**Task to complete**:
Return the rows below without any changes, limited to the stretch from the line containing "find the person wearing hat" through the line containing "(1146, 108)".

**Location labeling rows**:
========
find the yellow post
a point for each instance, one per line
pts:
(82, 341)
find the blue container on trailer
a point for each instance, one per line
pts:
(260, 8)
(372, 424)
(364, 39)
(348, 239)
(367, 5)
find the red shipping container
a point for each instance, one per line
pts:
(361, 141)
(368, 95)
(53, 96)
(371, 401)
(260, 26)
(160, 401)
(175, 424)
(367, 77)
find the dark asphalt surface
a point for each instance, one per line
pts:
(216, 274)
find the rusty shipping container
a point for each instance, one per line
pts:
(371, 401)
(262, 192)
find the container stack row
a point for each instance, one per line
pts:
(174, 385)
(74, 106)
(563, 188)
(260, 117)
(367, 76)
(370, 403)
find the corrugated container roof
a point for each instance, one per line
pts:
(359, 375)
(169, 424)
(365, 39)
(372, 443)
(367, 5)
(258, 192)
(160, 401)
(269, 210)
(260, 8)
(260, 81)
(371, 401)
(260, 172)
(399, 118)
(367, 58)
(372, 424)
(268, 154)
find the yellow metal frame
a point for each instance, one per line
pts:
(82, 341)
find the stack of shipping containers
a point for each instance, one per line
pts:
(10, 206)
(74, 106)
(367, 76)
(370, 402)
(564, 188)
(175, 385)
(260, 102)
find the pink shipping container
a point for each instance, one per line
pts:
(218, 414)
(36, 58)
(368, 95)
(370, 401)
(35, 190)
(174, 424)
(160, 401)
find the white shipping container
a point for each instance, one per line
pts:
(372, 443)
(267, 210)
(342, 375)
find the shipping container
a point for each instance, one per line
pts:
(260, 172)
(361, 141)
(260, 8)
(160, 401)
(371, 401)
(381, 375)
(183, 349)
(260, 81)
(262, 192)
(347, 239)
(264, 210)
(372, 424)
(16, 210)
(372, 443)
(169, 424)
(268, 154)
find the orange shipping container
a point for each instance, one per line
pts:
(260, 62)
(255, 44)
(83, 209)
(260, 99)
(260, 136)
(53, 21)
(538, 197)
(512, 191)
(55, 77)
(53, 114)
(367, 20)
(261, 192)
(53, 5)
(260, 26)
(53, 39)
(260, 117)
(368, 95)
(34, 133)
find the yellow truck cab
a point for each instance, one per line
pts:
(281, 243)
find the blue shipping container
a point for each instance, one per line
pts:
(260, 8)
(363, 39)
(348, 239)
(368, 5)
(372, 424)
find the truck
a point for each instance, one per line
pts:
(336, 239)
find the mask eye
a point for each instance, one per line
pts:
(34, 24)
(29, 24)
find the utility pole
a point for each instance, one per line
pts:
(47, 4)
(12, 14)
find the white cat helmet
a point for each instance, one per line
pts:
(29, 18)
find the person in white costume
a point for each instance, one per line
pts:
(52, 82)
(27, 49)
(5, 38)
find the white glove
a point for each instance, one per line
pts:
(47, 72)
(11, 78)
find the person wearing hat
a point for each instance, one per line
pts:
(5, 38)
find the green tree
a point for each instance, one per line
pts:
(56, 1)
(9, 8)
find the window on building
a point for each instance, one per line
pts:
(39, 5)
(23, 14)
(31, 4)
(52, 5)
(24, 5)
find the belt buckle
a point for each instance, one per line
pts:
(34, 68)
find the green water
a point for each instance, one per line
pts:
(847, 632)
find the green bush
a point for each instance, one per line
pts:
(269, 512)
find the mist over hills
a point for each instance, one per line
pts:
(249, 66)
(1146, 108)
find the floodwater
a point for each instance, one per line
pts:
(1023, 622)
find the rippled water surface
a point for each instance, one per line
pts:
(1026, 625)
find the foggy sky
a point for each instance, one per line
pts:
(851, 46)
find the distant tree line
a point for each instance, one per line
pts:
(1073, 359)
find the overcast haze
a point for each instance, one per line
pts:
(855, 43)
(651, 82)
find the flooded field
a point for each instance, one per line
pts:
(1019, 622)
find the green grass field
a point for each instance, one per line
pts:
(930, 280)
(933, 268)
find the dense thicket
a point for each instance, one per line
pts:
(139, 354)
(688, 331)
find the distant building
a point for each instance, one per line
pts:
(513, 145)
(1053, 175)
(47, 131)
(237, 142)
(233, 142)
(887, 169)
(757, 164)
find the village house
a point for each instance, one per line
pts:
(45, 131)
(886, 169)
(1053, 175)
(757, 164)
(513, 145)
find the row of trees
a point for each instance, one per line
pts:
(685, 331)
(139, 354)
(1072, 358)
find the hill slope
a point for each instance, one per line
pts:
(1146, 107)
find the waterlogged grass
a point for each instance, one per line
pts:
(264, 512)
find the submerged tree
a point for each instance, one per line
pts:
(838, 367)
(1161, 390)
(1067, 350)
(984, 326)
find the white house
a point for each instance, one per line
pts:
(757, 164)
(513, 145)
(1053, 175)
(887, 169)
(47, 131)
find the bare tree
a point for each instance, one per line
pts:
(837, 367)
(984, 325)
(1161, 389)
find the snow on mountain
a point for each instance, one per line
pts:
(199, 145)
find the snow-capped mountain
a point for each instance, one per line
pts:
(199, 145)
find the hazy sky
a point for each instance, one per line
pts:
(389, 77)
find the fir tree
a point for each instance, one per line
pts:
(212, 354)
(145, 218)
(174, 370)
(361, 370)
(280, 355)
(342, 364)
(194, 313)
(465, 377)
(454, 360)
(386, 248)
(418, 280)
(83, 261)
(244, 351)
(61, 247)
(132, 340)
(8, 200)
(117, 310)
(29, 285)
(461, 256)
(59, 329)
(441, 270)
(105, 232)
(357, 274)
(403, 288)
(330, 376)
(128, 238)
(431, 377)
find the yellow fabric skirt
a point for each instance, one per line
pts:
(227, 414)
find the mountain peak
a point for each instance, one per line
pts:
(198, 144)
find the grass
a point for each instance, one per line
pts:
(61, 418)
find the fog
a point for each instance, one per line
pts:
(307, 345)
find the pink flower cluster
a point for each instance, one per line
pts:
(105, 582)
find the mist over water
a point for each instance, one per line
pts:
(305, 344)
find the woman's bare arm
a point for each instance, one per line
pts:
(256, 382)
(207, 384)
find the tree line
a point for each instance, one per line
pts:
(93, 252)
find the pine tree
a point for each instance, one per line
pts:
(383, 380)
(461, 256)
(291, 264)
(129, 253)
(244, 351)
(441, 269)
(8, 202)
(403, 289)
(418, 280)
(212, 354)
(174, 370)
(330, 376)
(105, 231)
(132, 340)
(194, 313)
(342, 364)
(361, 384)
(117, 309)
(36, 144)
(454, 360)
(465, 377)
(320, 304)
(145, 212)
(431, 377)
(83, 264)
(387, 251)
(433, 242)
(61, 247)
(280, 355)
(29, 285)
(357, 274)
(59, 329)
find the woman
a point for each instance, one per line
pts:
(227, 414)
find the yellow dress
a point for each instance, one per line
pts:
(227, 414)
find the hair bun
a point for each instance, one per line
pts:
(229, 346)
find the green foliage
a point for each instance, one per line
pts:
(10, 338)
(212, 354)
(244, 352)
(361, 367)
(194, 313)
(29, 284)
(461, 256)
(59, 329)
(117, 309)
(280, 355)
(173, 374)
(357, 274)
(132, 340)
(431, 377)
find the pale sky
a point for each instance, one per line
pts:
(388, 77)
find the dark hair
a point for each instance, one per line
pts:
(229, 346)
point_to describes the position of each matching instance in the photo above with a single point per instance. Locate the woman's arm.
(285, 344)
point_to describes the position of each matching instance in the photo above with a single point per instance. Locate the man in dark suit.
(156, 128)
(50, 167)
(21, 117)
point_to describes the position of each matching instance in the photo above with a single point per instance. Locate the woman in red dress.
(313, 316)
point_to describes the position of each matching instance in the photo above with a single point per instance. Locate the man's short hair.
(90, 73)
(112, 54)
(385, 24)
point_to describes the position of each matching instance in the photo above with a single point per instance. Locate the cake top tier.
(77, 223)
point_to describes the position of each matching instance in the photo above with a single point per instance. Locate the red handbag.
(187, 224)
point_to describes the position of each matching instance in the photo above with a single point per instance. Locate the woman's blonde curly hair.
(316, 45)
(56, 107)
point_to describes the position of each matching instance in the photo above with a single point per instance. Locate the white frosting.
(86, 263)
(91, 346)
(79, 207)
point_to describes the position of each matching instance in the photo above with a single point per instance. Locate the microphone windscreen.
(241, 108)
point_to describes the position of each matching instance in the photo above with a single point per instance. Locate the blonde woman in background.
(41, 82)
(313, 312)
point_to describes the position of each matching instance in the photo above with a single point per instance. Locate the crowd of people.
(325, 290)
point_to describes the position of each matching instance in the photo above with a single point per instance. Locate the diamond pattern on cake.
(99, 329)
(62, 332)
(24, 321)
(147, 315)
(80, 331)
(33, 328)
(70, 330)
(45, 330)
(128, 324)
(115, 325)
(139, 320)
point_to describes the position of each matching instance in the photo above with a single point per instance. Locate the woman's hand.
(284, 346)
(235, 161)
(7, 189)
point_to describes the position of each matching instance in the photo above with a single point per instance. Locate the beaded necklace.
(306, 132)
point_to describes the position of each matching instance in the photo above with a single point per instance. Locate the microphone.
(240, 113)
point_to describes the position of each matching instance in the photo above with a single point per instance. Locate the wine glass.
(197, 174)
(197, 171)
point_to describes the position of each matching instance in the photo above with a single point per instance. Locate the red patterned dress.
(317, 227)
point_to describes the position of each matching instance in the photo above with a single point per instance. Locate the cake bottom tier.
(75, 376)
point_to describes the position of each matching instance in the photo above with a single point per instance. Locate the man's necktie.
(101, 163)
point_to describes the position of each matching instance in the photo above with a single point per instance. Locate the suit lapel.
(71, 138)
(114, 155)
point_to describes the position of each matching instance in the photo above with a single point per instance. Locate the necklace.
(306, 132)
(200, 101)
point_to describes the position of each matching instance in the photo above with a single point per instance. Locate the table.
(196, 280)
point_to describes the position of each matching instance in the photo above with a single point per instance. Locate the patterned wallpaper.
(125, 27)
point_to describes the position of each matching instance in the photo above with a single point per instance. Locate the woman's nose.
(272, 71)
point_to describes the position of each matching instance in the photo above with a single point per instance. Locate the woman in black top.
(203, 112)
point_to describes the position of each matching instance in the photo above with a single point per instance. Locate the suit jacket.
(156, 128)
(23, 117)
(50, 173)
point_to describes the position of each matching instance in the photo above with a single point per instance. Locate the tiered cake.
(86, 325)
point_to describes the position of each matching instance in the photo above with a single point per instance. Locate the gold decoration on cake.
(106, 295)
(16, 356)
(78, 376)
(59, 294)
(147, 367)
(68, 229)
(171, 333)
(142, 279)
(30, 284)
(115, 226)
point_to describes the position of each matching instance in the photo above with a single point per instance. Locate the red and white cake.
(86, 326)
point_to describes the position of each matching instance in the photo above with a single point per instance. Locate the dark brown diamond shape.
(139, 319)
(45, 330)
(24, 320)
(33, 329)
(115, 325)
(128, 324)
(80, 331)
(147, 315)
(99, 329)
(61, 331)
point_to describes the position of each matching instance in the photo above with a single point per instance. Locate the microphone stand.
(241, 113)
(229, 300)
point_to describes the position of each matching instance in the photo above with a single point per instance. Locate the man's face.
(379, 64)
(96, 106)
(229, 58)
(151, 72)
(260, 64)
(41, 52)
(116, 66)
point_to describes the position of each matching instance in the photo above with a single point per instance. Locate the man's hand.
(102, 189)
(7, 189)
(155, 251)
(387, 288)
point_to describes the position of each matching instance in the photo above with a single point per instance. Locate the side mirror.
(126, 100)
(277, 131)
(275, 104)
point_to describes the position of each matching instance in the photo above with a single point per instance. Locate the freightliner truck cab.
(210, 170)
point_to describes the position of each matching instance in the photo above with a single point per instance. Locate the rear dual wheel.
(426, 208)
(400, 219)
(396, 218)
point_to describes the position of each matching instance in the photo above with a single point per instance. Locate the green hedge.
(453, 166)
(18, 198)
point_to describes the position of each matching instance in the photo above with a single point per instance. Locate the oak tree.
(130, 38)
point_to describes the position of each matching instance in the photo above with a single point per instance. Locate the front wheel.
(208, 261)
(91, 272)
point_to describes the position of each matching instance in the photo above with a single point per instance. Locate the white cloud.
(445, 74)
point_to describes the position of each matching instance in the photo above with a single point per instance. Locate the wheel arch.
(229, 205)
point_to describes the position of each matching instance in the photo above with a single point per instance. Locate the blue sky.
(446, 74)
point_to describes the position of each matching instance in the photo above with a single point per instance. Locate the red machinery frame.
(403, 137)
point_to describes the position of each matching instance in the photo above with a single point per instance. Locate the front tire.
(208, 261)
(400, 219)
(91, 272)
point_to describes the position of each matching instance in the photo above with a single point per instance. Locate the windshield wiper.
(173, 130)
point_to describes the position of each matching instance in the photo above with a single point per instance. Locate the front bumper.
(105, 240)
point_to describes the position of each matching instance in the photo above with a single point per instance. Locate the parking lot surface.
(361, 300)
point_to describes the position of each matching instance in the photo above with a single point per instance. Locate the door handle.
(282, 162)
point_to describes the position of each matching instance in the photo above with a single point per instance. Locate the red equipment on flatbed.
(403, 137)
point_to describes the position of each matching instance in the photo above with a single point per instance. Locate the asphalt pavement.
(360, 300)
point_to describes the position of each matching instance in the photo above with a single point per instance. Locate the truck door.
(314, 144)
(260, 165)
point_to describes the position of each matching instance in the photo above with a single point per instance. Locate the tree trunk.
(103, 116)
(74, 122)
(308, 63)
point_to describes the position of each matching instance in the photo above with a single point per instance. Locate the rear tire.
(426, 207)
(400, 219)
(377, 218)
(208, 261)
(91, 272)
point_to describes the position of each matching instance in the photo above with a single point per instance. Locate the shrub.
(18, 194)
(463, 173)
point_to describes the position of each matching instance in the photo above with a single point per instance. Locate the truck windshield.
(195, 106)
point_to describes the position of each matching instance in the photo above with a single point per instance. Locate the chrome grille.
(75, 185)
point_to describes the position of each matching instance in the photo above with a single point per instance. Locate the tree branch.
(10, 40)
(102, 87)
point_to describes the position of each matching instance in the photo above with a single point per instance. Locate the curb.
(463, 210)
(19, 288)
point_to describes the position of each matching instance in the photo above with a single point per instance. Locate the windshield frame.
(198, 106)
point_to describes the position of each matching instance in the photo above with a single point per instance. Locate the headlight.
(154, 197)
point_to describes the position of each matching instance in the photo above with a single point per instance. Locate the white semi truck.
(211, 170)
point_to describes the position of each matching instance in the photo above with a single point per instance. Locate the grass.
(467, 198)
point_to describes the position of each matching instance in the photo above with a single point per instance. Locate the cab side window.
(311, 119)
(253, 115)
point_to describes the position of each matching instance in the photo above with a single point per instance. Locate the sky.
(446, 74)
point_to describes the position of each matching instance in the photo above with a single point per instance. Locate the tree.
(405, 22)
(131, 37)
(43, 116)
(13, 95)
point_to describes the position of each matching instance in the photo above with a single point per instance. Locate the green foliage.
========
**Result below**:
find the person wearing hat
a point for each instance, one per line
pts:
(5, 38)
find the green tree
a point for each instance, one per line
pts:
(56, 1)
(9, 8)
find the window on building
a point for each instance, one per line
pts:
(39, 5)
(23, 14)
(31, 4)
(52, 5)
(24, 5)
find the belt buckle
a point for each instance, one per line
pts:
(34, 68)
find the green water
a point for each instance, one per line
pts:
(847, 632)
find the green bush
a point for each instance, one per line
pts:
(269, 512)
find the mist over hills
a point for each instance, one per line
pts:
(249, 66)
(1146, 108)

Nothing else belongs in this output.